• _WHAT TO WORK ON_:
When a line in the entries contains the word "flower", copy that line in full.
══ ENTRIES SUPPLIED
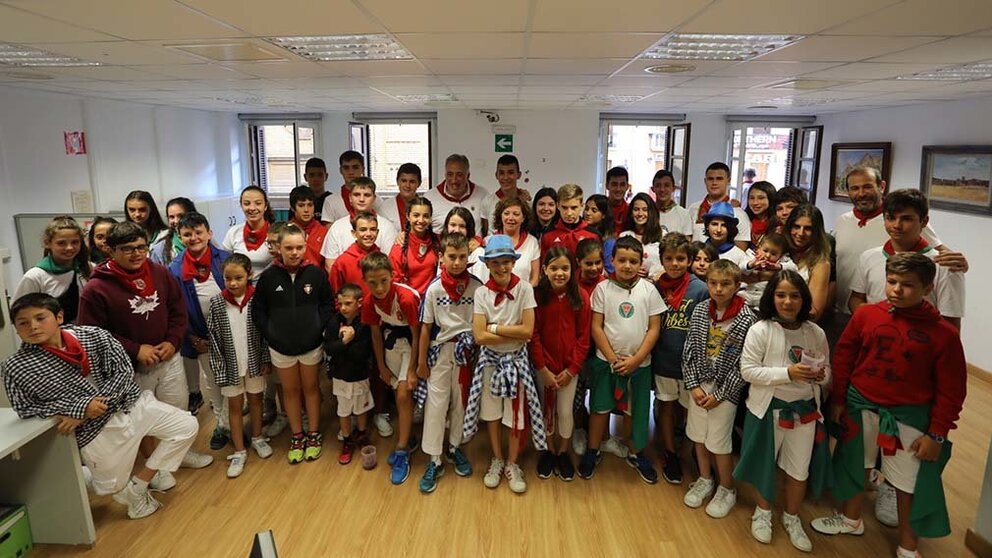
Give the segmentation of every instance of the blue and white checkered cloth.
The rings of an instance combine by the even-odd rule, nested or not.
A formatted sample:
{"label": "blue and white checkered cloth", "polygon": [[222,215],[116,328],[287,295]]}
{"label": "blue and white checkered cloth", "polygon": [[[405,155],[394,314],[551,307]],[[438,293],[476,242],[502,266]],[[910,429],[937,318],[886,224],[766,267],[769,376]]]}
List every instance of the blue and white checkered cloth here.
{"label": "blue and white checkered cloth", "polygon": [[[458,367],[472,366],[475,359],[479,358],[479,346],[475,344],[475,337],[472,336],[471,331],[463,331],[445,343],[455,344],[455,365]],[[437,359],[443,346],[444,343],[438,343],[427,349],[428,368],[434,368],[437,365]],[[430,380],[428,379],[428,381]],[[418,407],[423,407],[427,403],[427,382],[417,382],[417,388],[413,390],[413,402]]]}

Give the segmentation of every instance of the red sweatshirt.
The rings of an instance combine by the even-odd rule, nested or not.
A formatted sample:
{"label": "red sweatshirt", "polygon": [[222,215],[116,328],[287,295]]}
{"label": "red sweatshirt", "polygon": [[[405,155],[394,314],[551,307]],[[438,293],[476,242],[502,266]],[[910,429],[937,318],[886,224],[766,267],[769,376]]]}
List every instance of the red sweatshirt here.
{"label": "red sweatshirt", "polygon": [[575,255],[575,247],[579,245],[579,242],[587,238],[599,238],[599,235],[590,231],[588,223],[585,221],[579,221],[577,225],[569,228],[561,219],[555,223],[555,228],[544,233],[541,236],[541,258],[543,260],[544,254],[548,253],[555,244],[561,244],[569,251],[572,255]]}
{"label": "red sweatshirt", "polygon": [[929,432],[939,436],[955,428],[968,383],[961,337],[929,302],[858,308],[834,347],[833,375],[836,404],[853,383],[885,407],[931,405]]}
{"label": "red sweatshirt", "polygon": [[534,316],[534,336],[528,351],[534,368],[545,366],[558,374],[568,369],[575,376],[589,355],[589,331],[592,324],[592,307],[586,297],[582,308],[572,309],[568,296],[551,294],[550,300],[537,306]]}
{"label": "red sweatshirt", "polygon": [[[581,273],[581,272],[580,272]],[[585,279],[579,279],[579,290],[585,295],[586,300],[592,300],[592,292],[596,290],[596,285],[599,285],[603,281],[606,281],[606,276],[600,275],[593,281],[586,281]]]}
{"label": "red sweatshirt", "polygon": [[331,282],[331,288],[334,292],[337,293],[347,283],[354,283],[360,286],[362,293],[368,296],[371,291],[365,284],[360,262],[365,256],[378,251],[379,247],[374,244],[371,250],[363,250],[357,242],[352,242],[351,246],[338,259],[334,260],[334,265],[331,266],[331,274],[327,279]]}
{"label": "red sweatshirt", "polygon": [[610,202],[609,205],[610,211],[613,212],[613,230],[617,236],[620,236],[620,233],[623,232],[623,220],[627,217],[627,201],[621,201],[616,205]]}
{"label": "red sweatshirt", "polygon": [[308,226],[303,226],[303,224],[296,219],[293,219],[292,223],[299,225],[299,227],[307,233],[307,261],[314,265],[324,267],[324,256],[320,255],[320,249],[324,246],[324,237],[327,236],[327,227],[325,227],[324,224],[316,218],[311,219],[310,223],[307,224]]}
{"label": "red sweatshirt", "polygon": [[437,277],[437,252],[431,237],[419,239],[413,233],[407,240],[406,266],[403,265],[403,247],[393,244],[389,250],[389,261],[393,264],[393,281],[410,285],[424,296],[427,286]]}

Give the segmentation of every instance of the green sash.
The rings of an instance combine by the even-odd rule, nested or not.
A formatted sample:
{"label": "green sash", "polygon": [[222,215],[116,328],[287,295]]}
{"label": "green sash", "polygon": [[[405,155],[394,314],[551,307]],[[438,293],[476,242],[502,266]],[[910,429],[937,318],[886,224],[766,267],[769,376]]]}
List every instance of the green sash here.
{"label": "green sash", "polygon": [[66,267],[55,263],[55,260],[52,259],[51,254],[41,258],[41,261],[35,264],[35,267],[43,269],[52,275],[62,275],[63,273],[69,273],[70,271],[79,271],[79,264],[76,263],[75,260],[72,261],[71,266]]}

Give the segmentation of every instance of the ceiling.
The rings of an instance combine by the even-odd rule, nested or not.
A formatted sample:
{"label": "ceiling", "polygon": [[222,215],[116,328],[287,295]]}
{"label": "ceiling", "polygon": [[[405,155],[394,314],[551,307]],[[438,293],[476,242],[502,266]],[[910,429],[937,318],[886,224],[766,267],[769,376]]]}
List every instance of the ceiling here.
{"label": "ceiling", "polygon": [[[665,61],[642,53],[672,32],[805,38],[749,61],[646,73]],[[264,40],[358,33],[390,34],[414,59],[315,62]],[[809,114],[992,95],[992,79],[895,79],[992,61],[990,0],[0,0],[0,42],[103,64],[0,65],[0,85],[231,112]],[[181,50],[232,44],[281,59]],[[454,100],[407,97],[429,95]]]}

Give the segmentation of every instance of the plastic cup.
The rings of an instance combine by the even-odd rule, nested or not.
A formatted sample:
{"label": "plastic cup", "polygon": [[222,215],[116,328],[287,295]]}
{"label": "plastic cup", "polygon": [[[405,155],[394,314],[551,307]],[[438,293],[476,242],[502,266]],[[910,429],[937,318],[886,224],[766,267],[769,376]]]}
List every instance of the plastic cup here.
{"label": "plastic cup", "polygon": [[826,360],[827,360],[826,356],[821,355],[817,351],[814,351],[812,349],[808,349],[808,350],[804,349],[803,356],[799,360],[799,363],[809,366],[810,370],[812,370],[813,372],[819,372],[823,370],[823,366]]}
{"label": "plastic cup", "polygon": [[366,471],[375,469],[376,454],[375,446],[368,445],[362,448],[362,468]]}

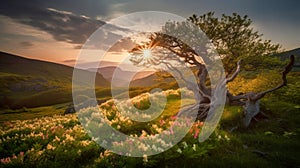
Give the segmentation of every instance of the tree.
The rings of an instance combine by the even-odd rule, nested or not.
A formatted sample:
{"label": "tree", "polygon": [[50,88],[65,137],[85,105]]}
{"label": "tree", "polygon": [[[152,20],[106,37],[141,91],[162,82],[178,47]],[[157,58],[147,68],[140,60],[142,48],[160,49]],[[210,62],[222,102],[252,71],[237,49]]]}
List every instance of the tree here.
{"label": "tree", "polygon": [[[134,64],[142,66],[163,64],[166,68],[176,71],[188,84],[188,88],[200,95],[196,97],[199,120],[204,120],[208,116],[211,105],[218,102],[218,96],[212,95],[212,91],[222,92],[222,88],[226,88],[226,84],[233,81],[239,74],[241,59],[246,65],[256,65],[257,62],[253,60],[261,61],[261,58],[278,52],[280,47],[278,44],[271,44],[270,40],[263,41],[262,35],[250,28],[251,20],[247,16],[241,17],[234,13],[232,16],[222,15],[222,18],[218,19],[213,15],[210,12],[199,17],[193,15],[185,22],[167,22],[162,31],[150,34],[148,42],[136,46],[131,51],[131,61]],[[199,31],[199,28],[208,38]],[[216,47],[215,49],[210,45],[211,43]],[[145,53],[141,54],[145,51],[155,54],[148,53],[147,56]],[[211,86],[208,68],[219,66],[215,64],[216,51],[223,61],[227,77],[220,78],[214,86]],[[172,64],[174,62],[178,64]],[[187,80],[183,72],[176,68],[180,63],[188,64],[196,69],[196,84]],[[267,93],[286,85],[286,75],[292,69],[293,64],[294,57],[292,56],[282,73],[283,82],[267,91],[233,95],[226,89],[229,104],[243,105],[245,127],[248,127],[251,120],[260,112],[259,100]]]}
{"label": "tree", "polygon": [[248,68],[256,67],[266,56],[279,52],[280,45],[271,40],[263,40],[262,34],[254,31],[252,21],[247,15],[241,17],[233,13],[223,14],[219,19],[209,12],[202,16],[193,15],[188,18],[206,33],[216,46],[222,58],[225,70],[233,73],[238,60],[243,59]]}

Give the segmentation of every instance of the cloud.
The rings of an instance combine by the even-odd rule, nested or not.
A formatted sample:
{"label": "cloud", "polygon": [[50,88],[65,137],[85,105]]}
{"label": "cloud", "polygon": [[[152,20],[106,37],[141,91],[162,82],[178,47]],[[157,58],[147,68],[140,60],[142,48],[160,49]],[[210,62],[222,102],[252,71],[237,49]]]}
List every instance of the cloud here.
{"label": "cloud", "polygon": [[63,60],[62,61],[63,63],[75,63],[76,62],[76,59],[68,59],[68,60]]}
{"label": "cloud", "polygon": [[74,47],[74,49],[81,49],[82,48],[82,45],[76,45],[75,47]]}
{"label": "cloud", "polygon": [[[4,1],[0,7],[0,14],[14,19],[14,21],[32,26],[50,34],[55,40],[75,44],[74,49],[81,49],[82,45],[100,26],[106,24],[102,20],[92,19],[89,16],[66,10],[47,7],[43,1]],[[106,26],[106,32],[99,31],[93,42],[95,49],[107,47],[107,44],[122,38],[126,29],[114,25]],[[105,38],[105,40],[101,40]],[[100,40],[99,40],[100,39]],[[129,39],[119,41],[111,51],[122,51],[122,45],[131,45]],[[26,43],[23,44],[26,46]],[[27,44],[26,47],[29,47]]]}
{"label": "cloud", "polygon": [[57,9],[53,9],[53,8],[47,8],[47,10],[52,11],[52,12],[56,12],[56,13],[60,13],[60,14],[63,14],[63,15],[74,15],[72,12],[57,10]]}
{"label": "cloud", "polygon": [[21,47],[24,47],[24,48],[29,48],[29,47],[34,46],[34,44],[30,41],[22,41],[19,44]]}
{"label": "cloud", "polygon": [[95,30],[105,24],[103,21],[52,8],[48,8],[45,15],[47,17],[34,18],[29,21],[21,20],[21,22],[50,33],[57,41],[72,44],[83,44]]}
{"label": "cloud", "polygon": [[103,21],[92,20],[84,15],[46,8],[38,0],[4,1],[0,7],[0,14],[45,31],[57,41],[72,44],[84,43],[97,28],[105,24]]}
{"label": "cloud", "polygon": [[123,38],[115,43],[111,48],[110,51],[113,52],[123,52],[124,50],[131,50],[137,44],[132,41],[130,38]]}

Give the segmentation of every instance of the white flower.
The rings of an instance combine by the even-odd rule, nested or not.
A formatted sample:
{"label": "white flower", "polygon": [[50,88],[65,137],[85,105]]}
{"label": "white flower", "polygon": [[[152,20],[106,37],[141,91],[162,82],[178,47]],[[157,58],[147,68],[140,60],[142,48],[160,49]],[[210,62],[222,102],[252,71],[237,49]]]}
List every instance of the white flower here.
════
• _EXERCISE SOLUTION_:
Give the segmentation of every instance of the white flower.
{"label": "white flower", "polygon": [[50,88],[65,137],[85,105]]}
{"label": "white flower", "polygon": [[[152,20],[106,37],[141,91],[162,82],[178,47]],[[157,58],[147,68],[140,60],[142,48],[160,49]],[[210,62],[222,102],[252,71],[237,49]]]}
List every instance of the white flower here.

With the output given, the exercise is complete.